Problem to work on: Repeat exactly the line that includes "Target: grassy foreground" and all lines after it, ending with the last line of the listing below.

= = = = =

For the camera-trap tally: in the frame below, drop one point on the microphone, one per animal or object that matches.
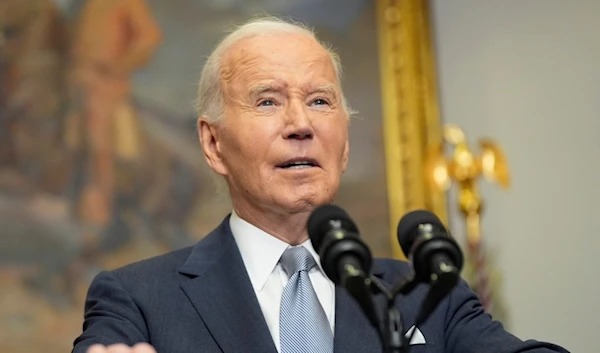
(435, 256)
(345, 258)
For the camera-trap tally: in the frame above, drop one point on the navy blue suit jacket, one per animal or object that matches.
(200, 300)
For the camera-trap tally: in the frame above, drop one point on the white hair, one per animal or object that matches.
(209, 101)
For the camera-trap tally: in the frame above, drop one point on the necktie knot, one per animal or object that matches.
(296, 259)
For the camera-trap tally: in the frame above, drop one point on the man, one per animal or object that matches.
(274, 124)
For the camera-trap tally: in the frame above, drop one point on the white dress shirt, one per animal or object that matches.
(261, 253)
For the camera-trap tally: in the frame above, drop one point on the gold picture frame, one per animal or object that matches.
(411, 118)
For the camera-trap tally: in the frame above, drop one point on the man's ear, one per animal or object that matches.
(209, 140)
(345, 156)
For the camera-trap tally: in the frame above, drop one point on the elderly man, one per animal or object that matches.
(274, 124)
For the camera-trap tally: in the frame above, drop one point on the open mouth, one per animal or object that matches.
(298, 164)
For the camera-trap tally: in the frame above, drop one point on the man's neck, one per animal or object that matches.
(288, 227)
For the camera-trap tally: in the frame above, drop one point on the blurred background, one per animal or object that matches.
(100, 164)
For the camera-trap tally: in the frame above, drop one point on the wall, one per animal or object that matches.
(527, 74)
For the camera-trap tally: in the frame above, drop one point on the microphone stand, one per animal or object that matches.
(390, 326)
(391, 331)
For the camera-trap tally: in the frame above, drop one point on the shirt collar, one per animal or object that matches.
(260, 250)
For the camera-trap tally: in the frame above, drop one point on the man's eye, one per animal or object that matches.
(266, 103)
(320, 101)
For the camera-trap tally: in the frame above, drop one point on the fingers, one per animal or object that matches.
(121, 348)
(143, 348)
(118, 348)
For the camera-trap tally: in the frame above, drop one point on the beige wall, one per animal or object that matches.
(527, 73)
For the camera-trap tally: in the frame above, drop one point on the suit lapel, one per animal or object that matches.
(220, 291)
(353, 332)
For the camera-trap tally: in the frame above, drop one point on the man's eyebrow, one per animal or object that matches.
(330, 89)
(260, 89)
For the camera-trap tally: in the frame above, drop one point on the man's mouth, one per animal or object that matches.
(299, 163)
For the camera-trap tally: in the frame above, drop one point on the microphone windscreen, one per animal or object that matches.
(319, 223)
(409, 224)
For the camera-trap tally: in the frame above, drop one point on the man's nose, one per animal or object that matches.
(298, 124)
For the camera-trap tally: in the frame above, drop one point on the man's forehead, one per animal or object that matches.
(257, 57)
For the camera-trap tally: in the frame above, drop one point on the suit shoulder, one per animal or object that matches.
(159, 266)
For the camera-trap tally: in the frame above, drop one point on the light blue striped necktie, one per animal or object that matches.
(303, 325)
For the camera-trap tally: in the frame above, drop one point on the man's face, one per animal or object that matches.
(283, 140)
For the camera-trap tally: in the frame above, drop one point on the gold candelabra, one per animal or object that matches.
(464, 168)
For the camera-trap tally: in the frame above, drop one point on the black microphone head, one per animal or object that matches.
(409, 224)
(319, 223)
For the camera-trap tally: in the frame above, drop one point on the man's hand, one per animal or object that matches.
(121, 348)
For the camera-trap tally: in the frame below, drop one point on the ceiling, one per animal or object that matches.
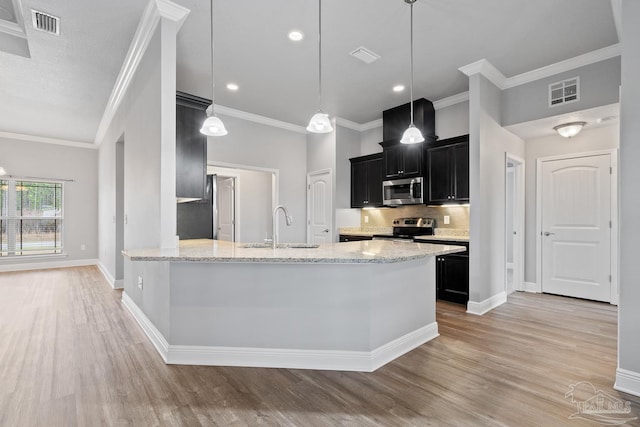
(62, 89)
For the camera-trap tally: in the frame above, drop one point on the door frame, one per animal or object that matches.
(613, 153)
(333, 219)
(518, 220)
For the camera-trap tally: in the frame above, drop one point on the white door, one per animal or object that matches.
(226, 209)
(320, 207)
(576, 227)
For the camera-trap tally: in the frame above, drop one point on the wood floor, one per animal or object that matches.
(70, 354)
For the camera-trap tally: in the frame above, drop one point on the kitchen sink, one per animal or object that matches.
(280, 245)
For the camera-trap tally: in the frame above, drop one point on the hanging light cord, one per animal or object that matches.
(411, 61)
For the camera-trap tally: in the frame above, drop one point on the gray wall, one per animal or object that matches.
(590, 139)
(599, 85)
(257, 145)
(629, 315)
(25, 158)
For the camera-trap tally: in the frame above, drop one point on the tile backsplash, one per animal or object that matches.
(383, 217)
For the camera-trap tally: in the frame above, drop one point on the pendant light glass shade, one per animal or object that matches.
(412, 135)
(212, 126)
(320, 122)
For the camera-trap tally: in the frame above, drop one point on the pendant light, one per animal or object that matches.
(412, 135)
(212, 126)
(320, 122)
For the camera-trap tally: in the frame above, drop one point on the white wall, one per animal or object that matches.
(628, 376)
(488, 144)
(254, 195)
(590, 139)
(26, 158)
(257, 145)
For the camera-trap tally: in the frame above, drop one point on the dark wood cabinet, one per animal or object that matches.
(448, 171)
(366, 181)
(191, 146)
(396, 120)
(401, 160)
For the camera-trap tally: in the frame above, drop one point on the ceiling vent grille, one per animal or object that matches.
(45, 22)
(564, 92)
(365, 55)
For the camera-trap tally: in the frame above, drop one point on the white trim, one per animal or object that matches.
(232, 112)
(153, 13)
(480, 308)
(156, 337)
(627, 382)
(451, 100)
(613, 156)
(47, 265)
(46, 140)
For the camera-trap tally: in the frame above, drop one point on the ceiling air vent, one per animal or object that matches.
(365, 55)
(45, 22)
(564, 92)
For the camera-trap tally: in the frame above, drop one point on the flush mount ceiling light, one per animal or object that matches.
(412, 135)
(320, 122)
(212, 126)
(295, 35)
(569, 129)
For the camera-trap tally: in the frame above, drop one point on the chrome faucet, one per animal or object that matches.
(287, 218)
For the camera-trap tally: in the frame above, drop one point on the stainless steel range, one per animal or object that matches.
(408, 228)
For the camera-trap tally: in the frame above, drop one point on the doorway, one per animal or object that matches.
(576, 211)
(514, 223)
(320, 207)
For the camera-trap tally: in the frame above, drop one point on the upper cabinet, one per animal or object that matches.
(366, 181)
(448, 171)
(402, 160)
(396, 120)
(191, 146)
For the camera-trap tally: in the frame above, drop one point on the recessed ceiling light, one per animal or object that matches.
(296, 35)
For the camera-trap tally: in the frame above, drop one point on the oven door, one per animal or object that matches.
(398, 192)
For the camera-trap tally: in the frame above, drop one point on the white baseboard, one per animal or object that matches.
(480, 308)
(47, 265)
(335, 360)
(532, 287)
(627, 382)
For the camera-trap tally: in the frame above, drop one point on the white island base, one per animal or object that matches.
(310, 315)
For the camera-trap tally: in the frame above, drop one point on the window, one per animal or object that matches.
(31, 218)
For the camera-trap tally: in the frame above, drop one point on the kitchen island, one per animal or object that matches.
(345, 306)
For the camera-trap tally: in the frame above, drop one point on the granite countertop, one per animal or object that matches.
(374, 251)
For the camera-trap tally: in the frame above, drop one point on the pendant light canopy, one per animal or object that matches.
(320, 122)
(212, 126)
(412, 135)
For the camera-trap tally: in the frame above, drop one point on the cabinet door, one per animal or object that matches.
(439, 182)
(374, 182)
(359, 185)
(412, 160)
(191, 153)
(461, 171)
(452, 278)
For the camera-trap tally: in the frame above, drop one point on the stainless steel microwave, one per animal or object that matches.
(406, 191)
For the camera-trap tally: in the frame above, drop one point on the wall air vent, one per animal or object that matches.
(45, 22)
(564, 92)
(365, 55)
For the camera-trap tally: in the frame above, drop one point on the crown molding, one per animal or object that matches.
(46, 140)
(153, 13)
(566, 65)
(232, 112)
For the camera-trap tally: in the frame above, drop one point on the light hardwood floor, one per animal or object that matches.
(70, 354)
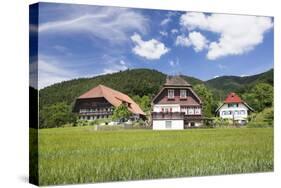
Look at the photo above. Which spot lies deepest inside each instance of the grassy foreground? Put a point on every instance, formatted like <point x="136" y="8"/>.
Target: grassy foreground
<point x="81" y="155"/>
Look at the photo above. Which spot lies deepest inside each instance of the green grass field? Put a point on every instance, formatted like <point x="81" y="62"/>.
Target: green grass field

= = = = =

Task answer:
Target: grassy foreground
<point x="81" y="155"/>
Look at the photo above. Which spot lies deepest inside each instance of the green grass field? Put a point on every instance, formatted like <point x="81" y="62"/>.
Target: green grass field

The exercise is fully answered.